■ **The problem**
Return copies of the lines below that mention "distant".

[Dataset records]
• • •

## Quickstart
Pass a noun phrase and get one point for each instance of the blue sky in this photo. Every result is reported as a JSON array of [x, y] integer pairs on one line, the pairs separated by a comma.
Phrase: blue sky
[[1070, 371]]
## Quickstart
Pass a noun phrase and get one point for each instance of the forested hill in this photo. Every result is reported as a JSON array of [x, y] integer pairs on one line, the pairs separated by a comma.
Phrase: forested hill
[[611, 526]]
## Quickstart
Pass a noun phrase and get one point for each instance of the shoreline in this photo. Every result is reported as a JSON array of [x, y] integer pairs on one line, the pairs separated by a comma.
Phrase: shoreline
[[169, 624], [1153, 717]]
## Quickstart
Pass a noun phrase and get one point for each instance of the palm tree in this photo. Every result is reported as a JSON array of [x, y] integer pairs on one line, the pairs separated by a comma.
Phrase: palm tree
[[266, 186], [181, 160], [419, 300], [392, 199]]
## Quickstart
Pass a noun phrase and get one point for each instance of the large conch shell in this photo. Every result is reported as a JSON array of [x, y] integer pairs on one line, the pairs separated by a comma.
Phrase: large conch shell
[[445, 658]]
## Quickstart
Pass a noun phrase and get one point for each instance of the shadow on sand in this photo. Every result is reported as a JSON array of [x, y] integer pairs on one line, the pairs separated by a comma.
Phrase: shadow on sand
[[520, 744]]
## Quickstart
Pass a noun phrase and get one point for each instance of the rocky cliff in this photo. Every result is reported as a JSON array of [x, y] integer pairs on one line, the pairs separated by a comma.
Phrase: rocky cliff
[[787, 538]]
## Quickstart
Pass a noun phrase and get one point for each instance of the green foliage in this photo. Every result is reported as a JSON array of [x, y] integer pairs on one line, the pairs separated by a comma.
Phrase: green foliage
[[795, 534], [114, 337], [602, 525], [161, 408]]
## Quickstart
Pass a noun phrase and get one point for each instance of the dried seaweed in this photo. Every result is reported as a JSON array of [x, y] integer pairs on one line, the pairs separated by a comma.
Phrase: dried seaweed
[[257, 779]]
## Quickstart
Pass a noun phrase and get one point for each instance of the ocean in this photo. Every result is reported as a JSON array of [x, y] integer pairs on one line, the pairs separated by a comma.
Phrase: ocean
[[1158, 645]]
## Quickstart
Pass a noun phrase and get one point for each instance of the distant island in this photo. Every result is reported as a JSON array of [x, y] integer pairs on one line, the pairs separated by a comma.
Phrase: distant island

• • •

■ **Answer to this problem**
Pass a noun phrase and get one point for each instance of the distant island in this photo. Every result is reported as a JSON array of [x, y] integer pairs on one line, the pairs separated by a comma.
Phrase: distant island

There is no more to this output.